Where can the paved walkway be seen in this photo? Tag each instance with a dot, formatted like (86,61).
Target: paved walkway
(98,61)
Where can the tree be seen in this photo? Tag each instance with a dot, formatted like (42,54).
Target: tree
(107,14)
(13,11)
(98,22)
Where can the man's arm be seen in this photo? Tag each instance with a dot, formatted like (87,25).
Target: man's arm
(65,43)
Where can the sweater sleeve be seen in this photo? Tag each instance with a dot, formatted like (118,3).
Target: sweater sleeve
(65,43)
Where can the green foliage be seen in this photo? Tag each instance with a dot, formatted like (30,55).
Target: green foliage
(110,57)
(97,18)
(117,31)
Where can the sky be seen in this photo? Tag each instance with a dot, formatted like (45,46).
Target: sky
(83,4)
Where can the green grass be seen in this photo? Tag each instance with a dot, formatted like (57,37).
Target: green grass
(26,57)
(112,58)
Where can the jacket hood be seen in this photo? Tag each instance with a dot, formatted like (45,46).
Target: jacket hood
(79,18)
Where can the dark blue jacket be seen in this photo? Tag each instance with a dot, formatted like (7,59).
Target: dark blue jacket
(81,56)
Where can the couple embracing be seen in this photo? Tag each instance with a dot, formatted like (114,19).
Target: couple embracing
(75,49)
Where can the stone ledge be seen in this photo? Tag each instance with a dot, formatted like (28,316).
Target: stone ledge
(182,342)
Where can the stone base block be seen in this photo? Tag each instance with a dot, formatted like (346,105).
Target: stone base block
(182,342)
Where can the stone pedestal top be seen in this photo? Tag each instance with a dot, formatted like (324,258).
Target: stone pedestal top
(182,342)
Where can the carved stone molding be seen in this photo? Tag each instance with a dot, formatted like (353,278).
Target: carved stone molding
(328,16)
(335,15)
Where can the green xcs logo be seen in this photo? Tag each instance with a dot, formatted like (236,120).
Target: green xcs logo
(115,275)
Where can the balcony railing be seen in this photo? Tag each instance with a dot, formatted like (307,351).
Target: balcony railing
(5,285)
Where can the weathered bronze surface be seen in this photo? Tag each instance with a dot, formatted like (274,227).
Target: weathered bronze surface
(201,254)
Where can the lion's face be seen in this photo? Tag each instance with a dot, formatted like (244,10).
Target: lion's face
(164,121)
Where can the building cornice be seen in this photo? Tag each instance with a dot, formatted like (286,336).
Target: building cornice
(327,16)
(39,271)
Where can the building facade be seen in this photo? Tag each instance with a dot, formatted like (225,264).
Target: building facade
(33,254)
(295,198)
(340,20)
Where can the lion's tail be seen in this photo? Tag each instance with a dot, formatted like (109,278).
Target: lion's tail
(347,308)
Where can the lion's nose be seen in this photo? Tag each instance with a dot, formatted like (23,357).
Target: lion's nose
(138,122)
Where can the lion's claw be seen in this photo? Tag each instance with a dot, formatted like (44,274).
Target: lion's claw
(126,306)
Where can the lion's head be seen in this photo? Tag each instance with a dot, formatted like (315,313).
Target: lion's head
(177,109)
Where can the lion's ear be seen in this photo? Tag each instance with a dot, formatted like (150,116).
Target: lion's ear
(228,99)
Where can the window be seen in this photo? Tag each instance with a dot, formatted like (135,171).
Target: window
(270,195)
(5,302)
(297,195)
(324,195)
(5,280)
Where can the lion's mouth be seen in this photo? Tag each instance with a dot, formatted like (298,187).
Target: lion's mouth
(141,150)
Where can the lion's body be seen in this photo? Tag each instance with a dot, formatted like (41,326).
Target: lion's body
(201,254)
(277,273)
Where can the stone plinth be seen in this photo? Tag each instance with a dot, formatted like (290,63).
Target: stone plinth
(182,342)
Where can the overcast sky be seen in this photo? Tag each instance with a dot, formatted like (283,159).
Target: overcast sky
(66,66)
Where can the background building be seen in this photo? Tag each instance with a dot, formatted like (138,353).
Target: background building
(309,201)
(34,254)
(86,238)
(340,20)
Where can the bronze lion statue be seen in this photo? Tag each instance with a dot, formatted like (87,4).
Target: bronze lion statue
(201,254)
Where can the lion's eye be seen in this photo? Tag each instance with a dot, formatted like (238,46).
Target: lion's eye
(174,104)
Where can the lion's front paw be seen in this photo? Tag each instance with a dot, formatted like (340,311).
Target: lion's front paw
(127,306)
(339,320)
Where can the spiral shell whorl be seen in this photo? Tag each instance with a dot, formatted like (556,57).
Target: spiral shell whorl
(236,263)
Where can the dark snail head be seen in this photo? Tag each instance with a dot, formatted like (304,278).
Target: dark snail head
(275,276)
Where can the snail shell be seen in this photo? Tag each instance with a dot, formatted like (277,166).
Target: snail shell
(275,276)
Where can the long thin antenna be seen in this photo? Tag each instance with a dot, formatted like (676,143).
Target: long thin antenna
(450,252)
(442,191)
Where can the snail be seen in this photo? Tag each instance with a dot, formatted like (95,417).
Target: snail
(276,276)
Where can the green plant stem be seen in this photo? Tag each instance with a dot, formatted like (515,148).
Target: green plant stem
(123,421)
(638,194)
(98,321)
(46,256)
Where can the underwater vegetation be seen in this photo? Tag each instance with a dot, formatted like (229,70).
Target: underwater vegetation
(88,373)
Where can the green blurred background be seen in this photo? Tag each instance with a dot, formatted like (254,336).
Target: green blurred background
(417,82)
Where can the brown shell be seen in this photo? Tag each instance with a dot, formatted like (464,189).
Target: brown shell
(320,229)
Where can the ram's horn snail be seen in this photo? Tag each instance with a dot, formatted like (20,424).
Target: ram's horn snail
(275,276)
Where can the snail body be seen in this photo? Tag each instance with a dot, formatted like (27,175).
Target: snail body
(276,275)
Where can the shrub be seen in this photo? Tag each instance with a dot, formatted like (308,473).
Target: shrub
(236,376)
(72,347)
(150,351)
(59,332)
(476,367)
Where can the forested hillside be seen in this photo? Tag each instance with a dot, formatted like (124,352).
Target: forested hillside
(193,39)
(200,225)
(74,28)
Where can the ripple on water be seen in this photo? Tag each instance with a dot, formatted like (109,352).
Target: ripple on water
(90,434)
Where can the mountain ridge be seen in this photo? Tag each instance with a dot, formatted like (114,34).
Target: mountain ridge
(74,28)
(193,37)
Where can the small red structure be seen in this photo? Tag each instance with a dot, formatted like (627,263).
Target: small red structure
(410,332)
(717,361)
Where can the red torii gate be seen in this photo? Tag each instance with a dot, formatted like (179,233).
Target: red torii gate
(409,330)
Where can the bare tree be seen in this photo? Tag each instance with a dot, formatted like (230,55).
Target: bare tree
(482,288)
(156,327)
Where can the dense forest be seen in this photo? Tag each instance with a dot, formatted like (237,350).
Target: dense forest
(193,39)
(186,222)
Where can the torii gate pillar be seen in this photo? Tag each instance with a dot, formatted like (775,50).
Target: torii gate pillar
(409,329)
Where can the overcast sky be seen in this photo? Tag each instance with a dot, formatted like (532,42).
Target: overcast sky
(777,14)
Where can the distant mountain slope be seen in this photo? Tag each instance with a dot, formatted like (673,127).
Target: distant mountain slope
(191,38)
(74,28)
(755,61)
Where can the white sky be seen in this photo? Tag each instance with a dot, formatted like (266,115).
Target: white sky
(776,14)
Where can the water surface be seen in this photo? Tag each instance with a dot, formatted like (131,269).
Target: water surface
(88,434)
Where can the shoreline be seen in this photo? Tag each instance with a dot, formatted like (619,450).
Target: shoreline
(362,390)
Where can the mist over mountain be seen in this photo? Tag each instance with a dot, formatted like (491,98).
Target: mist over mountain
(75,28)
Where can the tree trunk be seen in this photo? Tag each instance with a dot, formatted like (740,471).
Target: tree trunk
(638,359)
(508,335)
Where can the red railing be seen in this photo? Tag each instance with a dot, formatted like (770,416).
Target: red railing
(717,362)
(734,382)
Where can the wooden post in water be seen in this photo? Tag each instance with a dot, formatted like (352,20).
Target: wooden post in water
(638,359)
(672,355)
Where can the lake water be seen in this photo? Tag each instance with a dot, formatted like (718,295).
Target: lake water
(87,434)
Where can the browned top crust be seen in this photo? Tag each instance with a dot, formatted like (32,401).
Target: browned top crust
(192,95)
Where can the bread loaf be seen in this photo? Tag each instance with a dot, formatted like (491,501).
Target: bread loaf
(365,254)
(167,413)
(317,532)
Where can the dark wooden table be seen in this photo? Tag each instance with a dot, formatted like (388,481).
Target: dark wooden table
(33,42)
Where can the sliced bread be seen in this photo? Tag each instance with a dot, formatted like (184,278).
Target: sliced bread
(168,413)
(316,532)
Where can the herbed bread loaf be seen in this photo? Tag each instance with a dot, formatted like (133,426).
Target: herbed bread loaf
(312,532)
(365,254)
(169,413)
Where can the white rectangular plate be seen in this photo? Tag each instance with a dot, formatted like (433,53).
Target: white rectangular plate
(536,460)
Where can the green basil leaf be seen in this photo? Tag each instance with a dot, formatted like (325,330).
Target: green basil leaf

================================

## Work to be completed
Find the line that contains "Where can the white sky" in the listing above. Retype it and every line after it up to the last, exactly, and nothing else.

## Answer below
Where can the white sky be seen in this photo? Tag each instance with a dot, formatted like (266,115).
Target: white sky
(776,14)
Where can the water surface be seen in this photo? Tag each instance with a dot, formatted like (131,269).
Target: water surface
(88,434)
Where can the shoreline be seen in this photo? Tag each instance with a dot, formatted like (619,450).
Target: shoreline
(362,390)
Where can the mist over mountain be seen in this photo? Tag each instance with a dot, formatted like (491,98).
Target: mist over mountain
(75,28)
Where can the tree trunk be seen in this photo? Tag each instance with a dot, formatted like (740,471).
Target: tree trunk
(638,359)
(508,335)
Where can the red railing be seen in this photo? Tag each instance with a dot, formatted like (770,416).
Target: red railing
(717,362)
(734,382)
Where can the wooden post in water be seen in this photo? Tag each instance with a dot, formatted like (352,20).
Target: wooden post in water
(638,359)
(672,355)
Where can the lake water be seen in this photo? Tag each instance with a dot, formatted like (718,295).
Target: lake water
(87,434)
Where can the browned top crust be seen in this photo? Tag each instance with a dot, formatted like (32,401).
Target: browned top crust
(192,95)
Where can the bread loaf be seen in this photo? Tag each instance with a dot, formatted like (491,501).
Target: bread loaf
(365,254)
(167,413)
(317,532)
Where can the dark wooden table be seen in this photo? Tag each instance with a dot, formatted like (388,481).
Target: dark wooden table
(33,42)
Where can the sliced bread be seen in this photo? Tag each instance with a dot, formatted like (184,278).
Target: sliced bread
(168,413)
(316,532)
Where can the herbed bread loaf be seen in this photo? Tag each instance with a dot, formatted like (133,426).
Target: herbed bread loaf
(312,532)
(365,254)
(169,413)
Where can the white rectangular plate be seen in this photo? Tag each instance with a dot, formatted like (433,53).
Target: white rectangular plate
(536,460)
Where can the green basil leaf be seen in this photo? Tag each instance with a dot, formatted like (325,330).
Target: green basil leaf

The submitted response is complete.